## Work to do
Write out the records below word for word, please.

## Dataset records
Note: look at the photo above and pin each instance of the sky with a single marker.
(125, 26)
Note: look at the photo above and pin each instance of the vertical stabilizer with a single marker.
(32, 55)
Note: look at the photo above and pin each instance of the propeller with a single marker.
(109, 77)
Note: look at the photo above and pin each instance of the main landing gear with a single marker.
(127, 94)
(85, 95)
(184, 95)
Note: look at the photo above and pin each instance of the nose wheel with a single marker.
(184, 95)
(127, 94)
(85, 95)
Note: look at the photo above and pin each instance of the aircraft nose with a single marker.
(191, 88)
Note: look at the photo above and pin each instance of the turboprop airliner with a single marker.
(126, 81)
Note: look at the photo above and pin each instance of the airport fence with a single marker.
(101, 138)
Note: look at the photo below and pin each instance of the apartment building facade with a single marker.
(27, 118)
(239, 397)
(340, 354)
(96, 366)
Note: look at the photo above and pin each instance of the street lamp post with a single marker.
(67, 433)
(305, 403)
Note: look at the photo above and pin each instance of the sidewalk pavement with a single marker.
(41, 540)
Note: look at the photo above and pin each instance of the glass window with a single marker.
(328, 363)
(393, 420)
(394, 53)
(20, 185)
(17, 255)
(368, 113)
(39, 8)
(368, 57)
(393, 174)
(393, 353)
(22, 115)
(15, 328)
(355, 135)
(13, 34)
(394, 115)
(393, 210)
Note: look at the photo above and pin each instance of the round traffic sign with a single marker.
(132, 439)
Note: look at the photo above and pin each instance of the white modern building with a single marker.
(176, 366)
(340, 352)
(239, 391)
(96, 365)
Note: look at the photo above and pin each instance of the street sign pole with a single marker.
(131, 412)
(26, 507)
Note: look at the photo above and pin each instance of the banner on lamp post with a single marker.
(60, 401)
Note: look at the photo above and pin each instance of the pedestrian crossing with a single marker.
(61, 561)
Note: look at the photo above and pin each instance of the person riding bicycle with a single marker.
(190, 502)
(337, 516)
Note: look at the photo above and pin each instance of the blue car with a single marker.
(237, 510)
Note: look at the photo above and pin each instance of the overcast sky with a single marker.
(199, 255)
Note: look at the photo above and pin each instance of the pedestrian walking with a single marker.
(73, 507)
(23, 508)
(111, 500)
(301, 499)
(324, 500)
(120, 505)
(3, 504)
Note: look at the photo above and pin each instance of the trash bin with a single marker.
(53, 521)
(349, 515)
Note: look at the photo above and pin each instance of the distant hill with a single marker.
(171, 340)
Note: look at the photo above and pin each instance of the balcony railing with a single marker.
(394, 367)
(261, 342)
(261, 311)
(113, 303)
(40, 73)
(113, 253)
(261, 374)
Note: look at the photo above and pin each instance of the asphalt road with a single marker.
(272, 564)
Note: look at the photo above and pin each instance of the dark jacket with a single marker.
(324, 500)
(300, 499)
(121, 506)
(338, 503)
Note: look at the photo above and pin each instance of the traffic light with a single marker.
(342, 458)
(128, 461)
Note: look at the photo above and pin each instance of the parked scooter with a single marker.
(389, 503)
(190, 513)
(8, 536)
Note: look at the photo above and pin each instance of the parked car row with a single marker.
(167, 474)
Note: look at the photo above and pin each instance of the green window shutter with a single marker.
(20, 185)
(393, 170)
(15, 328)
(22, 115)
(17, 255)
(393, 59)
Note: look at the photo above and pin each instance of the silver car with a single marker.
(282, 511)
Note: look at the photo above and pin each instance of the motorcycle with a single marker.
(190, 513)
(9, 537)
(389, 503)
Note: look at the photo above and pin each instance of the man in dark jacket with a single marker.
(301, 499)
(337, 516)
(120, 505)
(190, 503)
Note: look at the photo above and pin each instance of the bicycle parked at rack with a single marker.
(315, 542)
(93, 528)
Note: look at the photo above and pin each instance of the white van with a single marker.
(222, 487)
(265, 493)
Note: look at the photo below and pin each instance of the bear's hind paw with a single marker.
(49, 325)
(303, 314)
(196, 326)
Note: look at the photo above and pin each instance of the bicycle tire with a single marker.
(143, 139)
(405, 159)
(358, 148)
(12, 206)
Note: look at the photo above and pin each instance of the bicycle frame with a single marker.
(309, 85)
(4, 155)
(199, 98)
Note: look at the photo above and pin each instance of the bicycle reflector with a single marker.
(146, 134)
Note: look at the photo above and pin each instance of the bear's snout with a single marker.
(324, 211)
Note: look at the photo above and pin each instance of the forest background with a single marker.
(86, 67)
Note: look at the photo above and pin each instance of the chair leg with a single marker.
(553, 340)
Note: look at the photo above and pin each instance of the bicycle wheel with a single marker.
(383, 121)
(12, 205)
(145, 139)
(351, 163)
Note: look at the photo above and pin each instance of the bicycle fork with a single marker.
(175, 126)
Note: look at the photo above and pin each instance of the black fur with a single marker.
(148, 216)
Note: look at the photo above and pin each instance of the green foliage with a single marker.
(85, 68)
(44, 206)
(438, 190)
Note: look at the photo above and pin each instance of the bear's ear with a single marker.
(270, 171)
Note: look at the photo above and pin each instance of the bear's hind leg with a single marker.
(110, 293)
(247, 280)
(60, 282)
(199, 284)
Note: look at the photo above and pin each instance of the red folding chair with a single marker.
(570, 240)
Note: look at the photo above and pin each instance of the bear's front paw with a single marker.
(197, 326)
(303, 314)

## Task result
Note: look at the photo above and pin each instance of the sky with a single marker.
(125, 26)
Note: look at the photo above and pin each instance of the vertical stabilizer with a single marker.
(32, 55)
Note: look at the photo above and pin each instance of the propeller with a single marker.
(109, 77)
Note: look at the photo above and pin each instance of the main landing gear with a single marker.
(127, 94)
(85, 95)
(184, 95)
Note: look at the photo above and pin each instance of the nose wheel with a single marker.
(184, 95)
(127, 94)
(85, 95)
Note: look at the photo above and pin each instance of the aircraft nose with a single marker.
(191, 88)
Note: look at the photo above and pin each instance of the turboprop airliner with a single marker.
(126, 81)
Note: look at the photo above and pin each instance of the airport fence with a single marker.
(101, 138)
Note: look at the photo below and pin each instance of the apartment building facade with a single marker.
(27, 118)
(239, 397)
(340, 354)
(96, 366)
Note: look at the photo above and pin each instance of the street lamp post with a single marker.
(67, 433)
(305, 403)
Note: look at the photo above and pin each instance of the sidewalk pavement with a single marker.
(41, 540)
Note: look at the photo above and pin each instance of the glass window with a single marker.
(328, 363)
(393, 420)
(394, 53)
(20, 185)
(17, 255)
(368, 113)
(39, 8)
(368, 57)
(393, 174)
(393, 353)
(22, 115)
(15, 328)
(355, 135)
(13, 34)
(394, 115)
(393, 210)
Note: look at the photo above and pin each instance of the round traffic sign with a single marker.
(132, 439)
Note: look at the photo above and pin each instance of the white modern building with a single marker.
(176, 366)
(340, 352)
(239, 391)
(96, 365)
Note: look at the photo above and pin each instance of the street sign pole with a single marker.
(131, 412)
(26, 507)
Note: look at the photo above and pin each instance of the banner on lamp post with a single marker.
(60, 401)
Note: look at the photo above and pin each instance of the pedestrian crossing with a single marker.
(61, 561)
Note: look at the photo above and pin each instance of the person riding bicycle with a single marker.
(190, 502)
(337, 516)
Note: look at the photo above and pin each instance of the blue car with a single marker.
(237, 510)
Note: look at the photo above and pin each instance of the overcast sky with a single marker.
(199, 255)
Note: look at the photo above and pin each instance of the pedestrian walking with a single marker.
(73, 507)
(23, 508)
(111, 500)
(301, 499)
(324, 500)
(120, 505)
(3, 504)
Note: look at the photo above and pin each instance of the trash bin with a single marker.
(53, 521)
(349, 515)
Note: look at the photo above and pin each instance of the distant hill with a single marker.
(171, 340)
Note: look at the photo above and pin each instance of the balcony railing with a single marker.
(394, 367)
(261, 342)
(261, 311)
(113, 303)
(40, 73)
(113, 253)
(261, 374)
Note: look at the photo above and pin each instance of the asphalt road with a single marker.
(272, 564)
Note: look at the photo above and pin each instance of the dark jacket with a single marker.
(324, 500)
(300, 499)
(121, 506)
(338, 503)
Note: look at the photo above and pin each instance of the traffic light with a single marker.
(342, 458)
(128, 461)
Note: look at the photo above and pin each instance of the parked scooter with a single marker.
(389, 503)
(190, 513)
(8, 536)
Note: look at the photo above and pin each instance of the parked car row with a single marker.
(167, 474)
Note: look at the photo above and pin each instance of the green window shutter with a single marker.
(20, 185)
(393, 170)
(15, 328)
(22, 115)
(17, 255)
(393, 59)
Note: look at the photo above and pin each instance of the silver car with a single marker.
(282, 511)
Note: look at the photo above and pin each instance of the motorcycle with a single marker.
(190, 513)
(9, 537)
(389, 503)
Note: look at the photo above and pin each instance of the man in dark jacket with a single marker.
(301, 499)
(337, 516)
(120, 505)
(190, 503)
Note: look at the photo above and pin each instance of the bicycle parked at rack with a single marker.
(315, 542)
(93, 528)
Note: look at the photo above and pin each instance of the white van with a single marker.
(222, 487)
(265, 493)
Note: look at the photo below and pin each instance of the bear's hind paw with a single marker.
(49, 325)
(303, 314)
(196, 326)
Note: look at the photo above and pin each instance of the bicycle tire with a single marker.
(143, 139)
(405, 159)
(358, 148)
(12, 206)
Note: look at the photo above and pin each instance of the bicycle frame with a single marker.
(309, 85)
(4, 155)
(199, 98)
Note: look at the photo above and pin each instance of the bicycle reflector with a single marker.
(146, 134)
Note: look at the photo above and pin each instance of the bear's snout with a single marker.
(324, 211)
Note: look at the photo above and pin each instance of the forest background with a single marker.
(86, 67)
Note: look at the photo above and pin each instance of the chair leg with a single marker.
(553, 340)
Note: look at the photo above and pin each instance of the bicycle wheel with a single marker.
(383, 121)
(12, 205)
(145, 139)
(351, 163)
Note: look at the photo above and pin each instance of the bicycle fork with a single marker.
(175, 126)
Note: look at the photo above and pin each instance of the black fur with a single marker.
(148, 216)
Note: look at the photo above and pin each instance of the green foliage with a single marker.
(85, 68)
(44, 206)
(438, 190)
Note: look at the photo above and pin each instance of the bear's ear with a single marker.
(270, 171)
Note: look at the photo above and pin each instance of the bear's hind leg with a single marker.
(110, 293)
(247, 280)
(60, 282)
(199, 284)
Note: look at the photo above and pin each instance of the red folding chair with a single marker.
(570, 240)
Note: look at the photo above and pin each instance of the bear's front paw with a single marker.
(197, 326)
(303, 314)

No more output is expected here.